# Required tasks
**1.** Translate this sentence from the Kumander Dante film text into Spanish: "The film was produced by Cine Suerte and was released on September 1, 1988."
**2.** Print everything in the Kumander Dante film text from "Kumander Dante (lit." down to "September 1, 1988.".
**3.** According to the Kumander Dante film text, which actor plays the titular rebel?

- Directed by: Ben (M7) Yalung
- Screenplay by: Ricky Lee
- Story by: Bernabe Buscayno
- Produced by: Ben (M7) Yalung
- Starring: Phillip Salvador; Laarni Enriquez; Paquito Diaz; Charlie Davao; Robert Talabis; Bing Davao; Bomber Moran; King Gutierrez;
- Narrated by: Bernabe Buscayno
- Cinematography: Jose Batac Jr.
- Edited by: Augusto Salvador
- Music by: Lutgardo Labad
- Production company: Cine Suerte
- Release date: September 1, 1988;
- Country: Philippines
- Language: Filipino

= Kumander Dante (film) =

1988 Filipino biographical action film

Kumander Dante (lit. 'Commander Dante') is a 1988 Filipino biographical action film about the co-founder of the New People's Army, the militant arm of the Communist Party of the Philippines, Bernabe "Kumander Dante" Buscayno. Produced and directed by Ben "M7" Yalung from a screenplay by Ricky Lee, the film stars Phillip Salvador as the titular rebel, alongside Laarni Enriquez, Paquito Diaz, Charlie Davao, Robert Talabis, Bing Davao, Bomber Moran, King Gutierrez, E. R. Ejercito, and Ruben Rustia; Buscayno himself provides the narration. The film was produced by Cine Suerte and was released on September 1, 1988.

# Information provided
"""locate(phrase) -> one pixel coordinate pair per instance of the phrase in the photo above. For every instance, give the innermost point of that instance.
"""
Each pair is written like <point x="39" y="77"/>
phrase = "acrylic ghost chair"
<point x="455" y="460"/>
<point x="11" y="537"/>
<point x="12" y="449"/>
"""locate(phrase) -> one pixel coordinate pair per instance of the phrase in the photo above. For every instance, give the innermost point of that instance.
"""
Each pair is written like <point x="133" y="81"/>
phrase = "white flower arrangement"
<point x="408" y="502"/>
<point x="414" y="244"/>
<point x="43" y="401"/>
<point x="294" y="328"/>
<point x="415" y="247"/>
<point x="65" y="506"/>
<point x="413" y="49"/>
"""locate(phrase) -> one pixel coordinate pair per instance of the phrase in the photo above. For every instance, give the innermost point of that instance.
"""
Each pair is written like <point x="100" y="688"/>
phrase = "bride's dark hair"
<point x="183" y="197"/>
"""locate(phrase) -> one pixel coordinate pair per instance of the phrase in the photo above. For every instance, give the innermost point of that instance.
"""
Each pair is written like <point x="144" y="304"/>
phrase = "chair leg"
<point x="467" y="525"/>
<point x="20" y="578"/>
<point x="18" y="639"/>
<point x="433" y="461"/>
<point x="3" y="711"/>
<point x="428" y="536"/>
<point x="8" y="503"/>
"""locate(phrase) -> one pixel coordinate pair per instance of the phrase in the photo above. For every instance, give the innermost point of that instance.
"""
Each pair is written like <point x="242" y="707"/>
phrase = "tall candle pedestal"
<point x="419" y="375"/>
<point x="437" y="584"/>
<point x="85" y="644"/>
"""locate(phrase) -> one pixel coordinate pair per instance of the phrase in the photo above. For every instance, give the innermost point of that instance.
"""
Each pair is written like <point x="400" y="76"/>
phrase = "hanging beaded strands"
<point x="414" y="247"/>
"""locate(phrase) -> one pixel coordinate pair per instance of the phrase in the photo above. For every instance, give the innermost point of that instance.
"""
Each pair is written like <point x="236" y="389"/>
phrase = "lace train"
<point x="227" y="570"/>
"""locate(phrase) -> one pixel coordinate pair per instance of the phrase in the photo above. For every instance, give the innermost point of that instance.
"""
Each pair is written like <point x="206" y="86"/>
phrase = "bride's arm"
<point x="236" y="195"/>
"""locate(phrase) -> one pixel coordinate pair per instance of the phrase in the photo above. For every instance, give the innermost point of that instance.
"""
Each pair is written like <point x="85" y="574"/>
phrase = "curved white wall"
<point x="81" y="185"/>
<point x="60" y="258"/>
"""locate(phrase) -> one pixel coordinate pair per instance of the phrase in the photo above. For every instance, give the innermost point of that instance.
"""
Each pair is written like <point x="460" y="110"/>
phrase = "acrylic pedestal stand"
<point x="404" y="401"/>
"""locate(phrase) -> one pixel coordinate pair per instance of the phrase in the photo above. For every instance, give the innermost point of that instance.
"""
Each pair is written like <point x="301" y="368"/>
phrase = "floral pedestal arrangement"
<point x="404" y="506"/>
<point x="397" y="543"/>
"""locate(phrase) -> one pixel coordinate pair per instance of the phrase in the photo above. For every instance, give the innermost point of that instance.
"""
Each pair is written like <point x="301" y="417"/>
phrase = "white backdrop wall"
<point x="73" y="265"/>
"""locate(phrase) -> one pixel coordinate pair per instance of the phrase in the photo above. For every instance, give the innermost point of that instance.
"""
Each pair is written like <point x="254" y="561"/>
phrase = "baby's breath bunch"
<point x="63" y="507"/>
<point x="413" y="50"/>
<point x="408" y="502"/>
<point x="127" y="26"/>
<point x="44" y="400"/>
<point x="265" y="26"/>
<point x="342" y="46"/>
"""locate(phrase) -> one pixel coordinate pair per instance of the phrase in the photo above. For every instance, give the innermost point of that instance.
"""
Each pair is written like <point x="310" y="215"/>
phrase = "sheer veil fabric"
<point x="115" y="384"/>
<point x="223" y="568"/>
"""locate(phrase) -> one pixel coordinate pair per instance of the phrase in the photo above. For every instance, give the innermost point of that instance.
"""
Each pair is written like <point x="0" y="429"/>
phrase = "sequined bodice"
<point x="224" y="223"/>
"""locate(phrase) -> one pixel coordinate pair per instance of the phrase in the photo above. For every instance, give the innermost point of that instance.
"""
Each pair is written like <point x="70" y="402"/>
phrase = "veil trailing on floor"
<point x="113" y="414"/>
==
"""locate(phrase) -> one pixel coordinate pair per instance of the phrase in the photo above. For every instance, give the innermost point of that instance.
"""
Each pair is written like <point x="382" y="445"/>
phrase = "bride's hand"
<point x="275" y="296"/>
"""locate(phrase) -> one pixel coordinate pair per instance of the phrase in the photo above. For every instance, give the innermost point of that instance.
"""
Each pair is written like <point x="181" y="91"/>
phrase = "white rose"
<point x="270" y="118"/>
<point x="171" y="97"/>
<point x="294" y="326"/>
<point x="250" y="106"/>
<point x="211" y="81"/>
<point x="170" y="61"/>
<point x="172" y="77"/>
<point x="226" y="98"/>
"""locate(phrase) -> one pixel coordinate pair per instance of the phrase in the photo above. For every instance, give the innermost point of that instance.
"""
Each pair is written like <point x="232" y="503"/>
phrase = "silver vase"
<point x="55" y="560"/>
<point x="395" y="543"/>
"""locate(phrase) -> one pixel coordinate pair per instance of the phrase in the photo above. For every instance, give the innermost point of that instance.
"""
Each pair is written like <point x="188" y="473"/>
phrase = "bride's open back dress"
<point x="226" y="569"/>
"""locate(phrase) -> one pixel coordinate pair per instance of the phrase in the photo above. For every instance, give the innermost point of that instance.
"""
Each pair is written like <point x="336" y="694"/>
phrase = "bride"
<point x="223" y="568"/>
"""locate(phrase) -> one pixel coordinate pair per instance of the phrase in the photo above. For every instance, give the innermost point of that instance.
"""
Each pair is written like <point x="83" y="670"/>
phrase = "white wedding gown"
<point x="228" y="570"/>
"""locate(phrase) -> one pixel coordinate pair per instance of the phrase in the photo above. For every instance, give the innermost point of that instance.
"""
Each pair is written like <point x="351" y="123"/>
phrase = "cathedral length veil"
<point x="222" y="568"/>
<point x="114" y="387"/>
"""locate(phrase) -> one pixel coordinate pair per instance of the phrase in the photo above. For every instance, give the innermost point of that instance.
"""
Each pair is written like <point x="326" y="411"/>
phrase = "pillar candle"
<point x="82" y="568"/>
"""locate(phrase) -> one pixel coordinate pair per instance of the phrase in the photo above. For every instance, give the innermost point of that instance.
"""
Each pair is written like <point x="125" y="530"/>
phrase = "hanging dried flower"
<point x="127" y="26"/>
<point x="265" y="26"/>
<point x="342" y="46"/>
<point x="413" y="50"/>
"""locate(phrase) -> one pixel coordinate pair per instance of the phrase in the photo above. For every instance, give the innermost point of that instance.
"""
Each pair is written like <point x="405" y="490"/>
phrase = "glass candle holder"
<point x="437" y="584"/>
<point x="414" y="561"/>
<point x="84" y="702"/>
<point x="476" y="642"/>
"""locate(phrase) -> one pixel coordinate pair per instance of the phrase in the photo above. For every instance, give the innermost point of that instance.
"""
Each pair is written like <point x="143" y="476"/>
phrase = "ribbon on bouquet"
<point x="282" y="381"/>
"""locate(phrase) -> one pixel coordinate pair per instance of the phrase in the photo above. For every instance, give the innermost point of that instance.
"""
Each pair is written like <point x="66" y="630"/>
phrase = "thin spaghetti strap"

# Task responses
**1.** La película fue producida por Cine Suerte y se estrenó el 1 de septiembre de 1988.

**2.**
Kumander Dante (lit. 'Commander Dante') is a 1988 Filipino biographical action film about the co-founder of the New People's Army, the militant arm of the Communist Party of the Philippines, Bernabe "Kumander Dante" Buscayno. Produced and directed by Ben "M7" Yalung from a screenplay by Ricky Lee, the film stars Phillip Salvador as the titular rebel, alongside Laarni Enriquez, Paquito Diaz, Charlie Davao, Robert Talabis, Bing Davao, Bomber Moran, King Gutierrez, E. R. Ejercito, and Ruben Rustia; Buscayno himself provides the narration. The film was produced by Cine Suerte and was released on September 1, 1988.

**3.** Phillip Salvador